#### EXERCISE PROMPT:
Print every line below that comes at or after the line containing "box_format: JSON array", exactly as written.

== DATA FOR THE TASK ==

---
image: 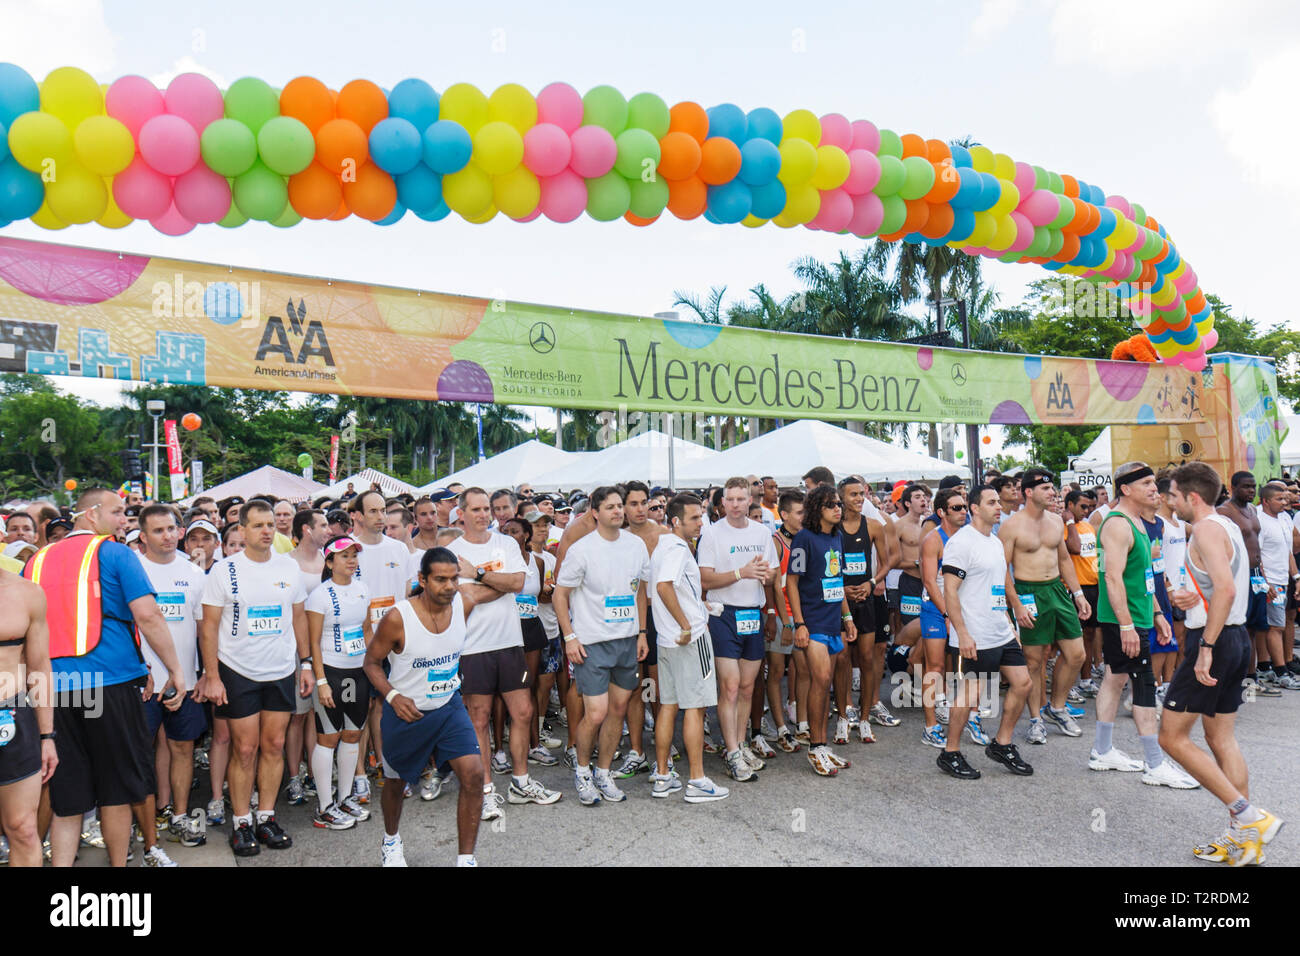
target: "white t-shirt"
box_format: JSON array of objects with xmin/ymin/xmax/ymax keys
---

===

#### RESULT FOR THIS TASK:
box_format: JSON array of objects with xmin/ymin/xmax/ymax keys
---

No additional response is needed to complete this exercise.